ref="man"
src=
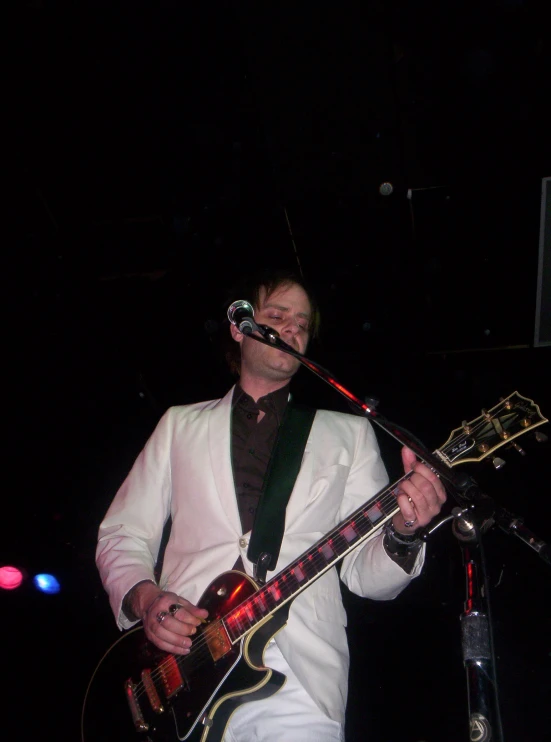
[97,274,446,742]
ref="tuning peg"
[507,443,526,456]
[490,456,507,469]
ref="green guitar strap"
[247,401,316,584]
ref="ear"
[230,325,245,343]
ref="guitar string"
[130,400,528,697]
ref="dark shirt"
[231,384,421,574]
[231,384,289,533]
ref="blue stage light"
[33,574,61,594]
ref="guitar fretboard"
[223,480,402,644]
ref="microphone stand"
[246,318,551,742]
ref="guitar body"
[81,571,288,742]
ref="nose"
[283,316,300,335]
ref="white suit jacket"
[97,389,424,723]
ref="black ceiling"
[6,0,551,398]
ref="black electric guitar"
[81,392,547,742]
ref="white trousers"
[223,641,344,742]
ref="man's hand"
[129,582,208,654]
[392,446,446,535]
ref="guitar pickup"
[207,621,231,662]
[124,680,149,732]
[142,670,165,714]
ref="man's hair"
[224,269,320,376]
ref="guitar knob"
[508,443,526,456]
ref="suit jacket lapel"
[209,387,241,536]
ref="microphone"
[228,299,258,335]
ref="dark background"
[5,5,551,742]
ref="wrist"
[383,521,421,554]
[123,580,162,621]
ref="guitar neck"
[222,475,409,644]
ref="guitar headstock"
[436,392,548,469]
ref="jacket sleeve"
[339,419,425,600]
[96,409,173,629]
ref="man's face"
[231,283,312,382]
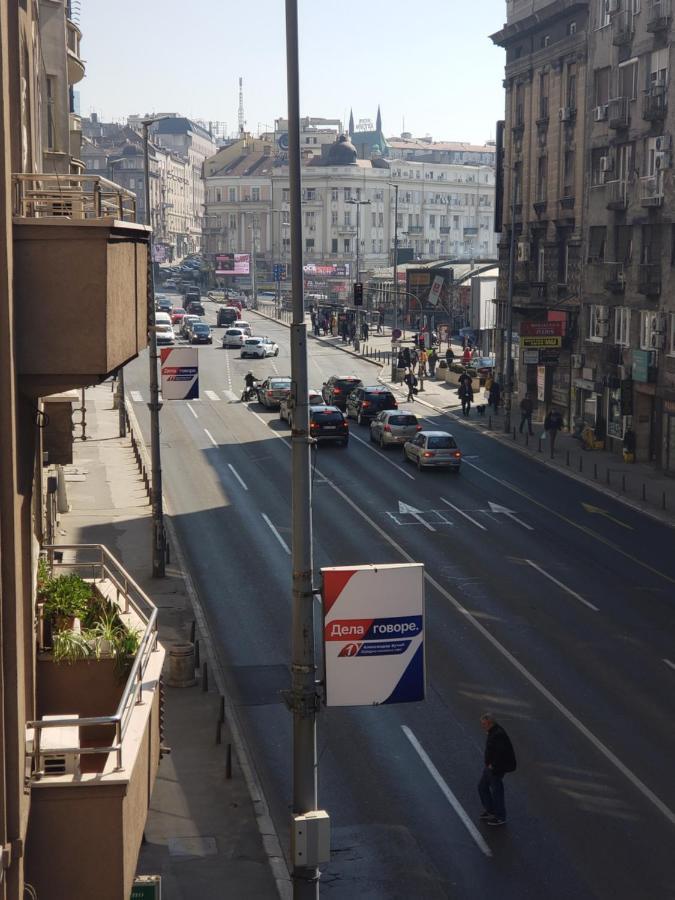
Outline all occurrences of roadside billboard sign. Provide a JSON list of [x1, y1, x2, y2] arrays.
[[160, 347, 199, 400], [321, 563, 425, 706]]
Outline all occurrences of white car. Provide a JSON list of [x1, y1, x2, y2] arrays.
[[240, 338, 279, 359], [223, 327, 248, 349]]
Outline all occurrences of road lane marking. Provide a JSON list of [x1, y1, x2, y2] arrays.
[[260, 513, 291, 556], [318, 474, 675, 825], [227, 463, 248, 491], [350, 431, 415, 481], [525, 559, 600, 612], [465, 460, 675, 584], [488, 500, 534, 531], [439, 497, 487, 531], [401, 725, 492, 856]]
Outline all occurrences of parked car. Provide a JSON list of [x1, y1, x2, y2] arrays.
[[155, 322, 176, 345], [216, 306, 241, 327], [240, 337, 279, 359], [223, 328, 248, 349], [403, 431, 462, 472], [189, 322, 213, 344], [321, 375, 363, 409], [345, 384, 398, 425], [257, 375, 291, 409], [370, 409, 422, 449], [279, 388, 324, 427], [309, 405, 349, 447]]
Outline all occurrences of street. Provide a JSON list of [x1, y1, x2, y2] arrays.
[[125, 304, 675, 900]]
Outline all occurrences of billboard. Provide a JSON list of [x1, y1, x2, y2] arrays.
[[216, 253, 251, 275], [160, 347, 199, 400], [321, 563, 425, 706]]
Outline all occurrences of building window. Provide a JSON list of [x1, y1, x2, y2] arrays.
[[614, 306, 630, 347], [640, 309, 659, 350], [588, 303, 608, 343]]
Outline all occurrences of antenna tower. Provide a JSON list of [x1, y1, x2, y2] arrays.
[[239, 78, 246, 134]]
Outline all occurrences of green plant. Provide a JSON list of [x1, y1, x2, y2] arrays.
[[52, 628, 92, 665], [45, 575, 92, 619]]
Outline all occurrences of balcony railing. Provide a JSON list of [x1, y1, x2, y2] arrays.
[[12, 173, 136, 222], [27, 544, 157, 778], [607, 97, 630, 128], [642, 84, 668, 122]]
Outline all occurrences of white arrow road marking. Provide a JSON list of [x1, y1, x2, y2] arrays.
[[260, 513, 291, 556], [227, 463, 248, 491], [401, 725, 492, 856], [440, 497, 487, 531], [398, 500, 436, 531], [488, 500, 534, 531], [525, 559, 600, 612]]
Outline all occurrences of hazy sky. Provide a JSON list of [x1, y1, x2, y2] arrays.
[[78, 0, 506, 143]]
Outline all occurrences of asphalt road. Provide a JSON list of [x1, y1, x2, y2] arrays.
[[126, 300, 675, 900]]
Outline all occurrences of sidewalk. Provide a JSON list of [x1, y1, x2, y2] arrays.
[[257, 309, 675, 526], [57, 383, 290, 900]]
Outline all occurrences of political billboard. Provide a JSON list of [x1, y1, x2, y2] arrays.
[[160, 347, 199, 400], [321, 563, 426, 706]]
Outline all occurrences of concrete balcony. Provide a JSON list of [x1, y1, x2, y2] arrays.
[[26, 545, 164, 900], [66, 19, 85, 85], [13, 174, 150, 397]]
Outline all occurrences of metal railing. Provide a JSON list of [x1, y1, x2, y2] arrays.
[[27, 544, 157, 778], [12, 172, 136, 222]]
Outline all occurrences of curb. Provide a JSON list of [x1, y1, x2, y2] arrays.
[[125, 402, 292, 900]]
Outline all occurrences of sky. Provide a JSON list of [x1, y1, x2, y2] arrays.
[[78, 0, 506, 144]]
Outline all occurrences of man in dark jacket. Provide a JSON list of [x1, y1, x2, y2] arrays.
[[478, 713, 516, 825]]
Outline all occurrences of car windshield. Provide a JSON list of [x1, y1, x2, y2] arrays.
[[387, 416, 417, 425], [427, 434, 457, 450]]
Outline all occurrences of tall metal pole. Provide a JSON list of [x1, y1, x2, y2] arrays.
[[286, 0, 320, 900], [504, 169, 517, 432], [143, 119, 166, 578]]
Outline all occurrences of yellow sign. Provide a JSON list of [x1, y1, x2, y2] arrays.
[[520, 335, 562, 349]]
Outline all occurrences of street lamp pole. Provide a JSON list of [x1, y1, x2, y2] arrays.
[[142, 119, 166, 578], [286, 0, 321, 900]]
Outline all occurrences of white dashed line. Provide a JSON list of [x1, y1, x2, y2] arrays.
[[260, 513, 291, 556], [227, 463, 248, 491], [401, 725, 492, 856], [525, 559, 600, 612]]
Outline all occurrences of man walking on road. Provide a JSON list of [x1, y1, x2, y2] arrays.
[[478, 712, 516, 826], [519, 394, 534, 435]]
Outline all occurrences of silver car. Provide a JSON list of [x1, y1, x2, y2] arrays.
[[403, 431, 462, 472], [370, 409, 422, 449]]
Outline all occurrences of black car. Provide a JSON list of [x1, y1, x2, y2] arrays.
[[321, 375, 363, 410], [190, 322, 213, 344], [309, 406, 349, 447], [346, 384, 398, 425]]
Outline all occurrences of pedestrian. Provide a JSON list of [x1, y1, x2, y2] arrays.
[[478, 712, 517, 825], [427, 347, 438, 378], [488, 379, 502, 415], [403, 369, 417, 402], [544, 409, 563, 459], [518, 394, 534, 435]]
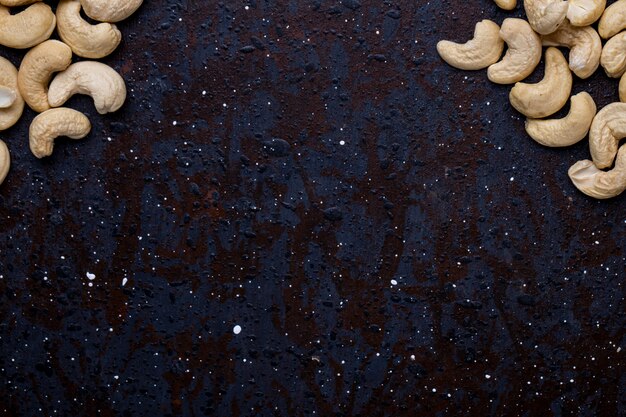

→ Given problem
Render each line of the entries above as a Markdown table with the columns "No." and "Text", numbering the rows and skipping blank lines. Leave the pictures out of the table.

→ Output for this task
| No. | Text |
|---|---|
| 1 | ref="man" |
| 2 | src= |
| 3 | [97,274,446,742] |
| 4 | ref="tuning peg" |
| 5 | [507,443,526,456] |
| 6 | [490,456,507,469] |
| 7 | ref="green guitar strap" |
| 8 | [247,401,316,584] |
| 9 | ref="ear" |
| 10 | [230,325,245,343] |
| 11 | ref="guitar string" |
| 12 | [130,400,528,697] |
| 13 | ref="dark shirt" |
| 14 | [231,384,421,574] |
| 15 | [231,384,289,533] |
| 16 | ref="blue stage light" |
| 17 | [33,574,61,594] |
| 18 | ref="guitar fretboard" |
| 19 | [223,480,402,644] |
| 20 | ref="microphone stand" |
| 21 | [246,318,551,742] |
| 22 | ref="guitar body" |
| 23 | [81,571,288,742] |
| 24 | ref="nose" |
| 25 | [283,316,300,335] |
| 26 | ref="white suit jacket" |
| 27 | [97,389,424,723] |
| 28 | ref="black ceiling" |
| 29 | [6,0,551,398] |
| 30 | ref="black electric guitar" |
| 31 | [81,392,547,742] |
| 32 | ref="white trousers" |
| 33 | [223,641,344,742] |
| 34 | ref="man's hand" |
| 35 | [129,582,208,654] |
| 36 | [392,446,446,535] |
| 37 | ref="guitar pickup" |
| 38 | [207,621,231,662] |
| 39 | [124,680,149,732] |
| 40 | [142,670,165,714] |
| 41 | ref="man's hair" |
| 42 | [224,269,320,376] |
| 43 | ref="guitar knob" |
| 44 | [508,443,526,456] |
| 45 | ref="suit jacket lapel" |
| 46 | [209,387,241,536] |
| 47 | ref="microphone" |
| 48 | [228,299,258,335] |
| 49 | ref="dark background" |
| 50 | [5,5,551,742] |
| 51 | ref="wrist" |
| 52 | [383,521,421,554] |
| 53 | [123,580,162,621] |
| 54 | ref="guitar neck" |
| 55 | [222,475,409,644] |
| 56 | ref="guitar headstock" |
| 57 | [436,392,548,469] |
| 58 | ref="jacket sleeve" |
| 59 | [339,419,425,600] |
| 60 | [96,409,173,629] |
| 61 | ref="man's face" |
| 62 | [231,283,312,382] |
| 63 | Outline all occurrences of roadside billboard sign. Provide a JSON list of [x1, y1, x2, y2] arrays. |
| 64 | [[160, 347, 199, 400], [321, 563, 425, 706]] |
| 65 | Outline all occurrences of white car. Provide a JSON list of [x1, y1, x2, y2] arrays. |
| 66 | [[240, 338, 279, 359], [223, 327, 248, 349]] |
| 67 | Outline all occurrences of road lane marking. Provide a JSON list of [x1, y1, x2, y2] arrays. |
| 68 | [[260, 513, 291, 556], [318, 474, 675, 825], [227, 463, 248, 491], [350, 431, 415, 481], [525, 559, 600, 612], [465, 460, 675, 584], [488, 500, 534, 531], [439, 497, 487, 531], [401, 725, 492, 856]] |
| 69 | Outline all occurrences of parked car. Provide a JSON list of [x1, y1, x2, y2] arrays. |
| 70 | [[155, 322, 176, 345], [216, 306, 241, 327], [240, 337, 279, 359], [223, 328, 248, 349], [403, 431, 462, 472], [189, 322, 213, 344], [321, 375, 363, 409], [345, 384, 398, 425], [257, 375, 291, 409], [370, 409, 422, 449], [279, 388, 324, 427], [309, 405, 349, 447]] |
| 71 | Outline all occurrences of street. Provide a JSON list of [x1, y1, x2, y2] arrays. |
| 72 | [[125, 304, 675, 900]] |
| 73 | Outline all occurrences of billboard. Provide a JSON list of [x1, y1, x2, y2] arrays. |
| 74 | [[216, 253, 251, 275], [160, 347, 199, 400], [321, 563, 425, 706]] |
| 75 | Outline all occurrences of building window. Provide a JSON list of [x1, y1, x2, y2] arrays. |
| 76 | [[614, 306, 630, 347], [640, 309, 659, 350], [588, 303, 608, 343]] |
| 77 | Outline all occurrences of antenna tower. Provide a JSON list of [x1, y1, x2, y2] arrays. |
| 78 | [[239, 78, 246, 134]] |
| 79 | Outline all occurrences of green plant. Provide a JSON list of [x1, y1, x2, y2] arrays. |
| 80 | [[52, 628, 92, 665], [45, 575, 92, 619]] |
| 81 | Outline all occurrences of balcony railing. Provide a JSON list of [x1, y1, x2, y2] arrays. |
| 82 | [[12, 173, 136, 222], [27, 544, 157, 778], [607, 97, 630, 128], [642, 84, 668, 122]] |
| 83 | Outline all occurrences of white arrow road marking. Provide a JSON list of [x1, y1, x2, y2] arrays. |
| 84 | [[260, 513, 291, 556], [227, 463, 248, 491], [401, 725, 492, 856], [440, 497, 487, 531], [398, 500, 436, 531], [488, 500, 534, 531], [525, 559, 600, 612]] |
| 85 | Outline all occurrences of hazy sky. Provide a JSON list of [x1, y1, x2, y2] arrays. |
| 86 | [[78, 0, 506, 143]] |
| 87 | Outline all occurrences of asphalt road. Provide a JSON list of [x1, y1, x2, y2] arrays. |
| 88 | [[126, 300, 675, 900]] |
| 89 | Outline all occurrences of sidewalk. Provide a JSON list of [x1, y1, x2, y2] arrays. |
| 90 | [[257, 309, 675, 526], [57, 383, 290, 900]] |
| 91 | Outline all occurrences of political billboard. Provide a JSON list of [x1, y1, x2, y2] arrays. |
| 92 | [[160, 347, 199, 400], [321, 563, 426, 706]] |
| 93 | Outline all occurrences of concrete balcony. Provide a JSON list of [x1, y1, x2, y2] arrays. |
| 94 | [[26, 545, 164, 900], [66, 19, 85, 85], [13, 174, 150, 397]] |
| 95 | Outline all occurrences of metal railing. Provide a JSON list of [x1, y1, x2, y2] arrays. |
| 96 | [[27, 544, 157, 778], [12, 172, 136, 222]] |
| 97 | Outline all occurrences of curb. Provide a JSON list of [x1, y1, x2, y2] arrays. |
| 98 | [[125, 402, 292, 900]] |
| 99 | Outline all occurrences of sky. Provide a JSON list of [x1, y1, x2, y2] arrays. |
| 100 | [[78, 0, 506, 144]] |
| 101 | Outline all occurrences of man in dark jacket. Provide a JSON list of [x1, y1, x2, y2] arrays. |
| 102 | [[478, 713, 516, 825]] |
| 103 | Outline all occurrences of car windshield. Provide a JSON list of [x1, y1, x2, y2] arrays. |
| 104 | [[387, 416, 417, 425], [427, 434, 457, 450]] |
| 105 | Outline all occurrences of tall metal pole. Provide a JSON list of [x1, y1, x2, y2] arrays. |
| 106 | [[286, 0, 320, 900], [504, 169, 517, 432], [143, 119, 166, 578]] |
| 107 | Outline all occurrences of yellow sign. Provide a JSON list of [x1, y1, x2, y2] arrays. |
| 108 | [[520, 335, 562, 349]] |
| 109 | Outline all occurrences of street lamp pole. Provide a JSON list of [x1, y1, x2, y2] arrays. |
| 110 | [[142, 119, 166, 578], [286, 0, 321, 900]] |
| 111 | Outline all occurrences of white dashed line. Provide a JSON list of [x1, y1, x2, y2] arrays. |
| 112 | [[260, 513, 291, 556], [227, 463, 248, 491], [401, 725, 492, 856], [525, 559, 600, 612]] |
| 113 | Outline all occurrences of man walking on road. Provide a JSON list of [x1, y1, x2, y2] arrays. |
| 114 | [[478, 712, 516, 826], [519, 394, 534, 435]] |
| 115 | Outline all occurrences of silver car. Provide a JSON list of [x1, y1, x2, y2] arrays. |
| 116 | [[403, 431, 462, 472], [370, 409, 422, 449]] |
| 117 | Outline all occurrences of black car. Provide a JSON list of [x1, y1, x2, y2] arrays. |
| 118 | [[321, 375, 363, 410], [190, 322, 213, 344], [309, 406, 349, 447], [346, 384, 398, 425]] |
| 119 | Outline all occurrences of pedestrian. Provide a JSON list of [x1, y1, x2, y2] arrays. |
| 120 | [[478, 712, 517, 825], [427, 347, 438, 378], [488, 379, 502, 415], [403, 369, 417, 402], [544, 409, 563, 459], [518, 394, 534, 435]] |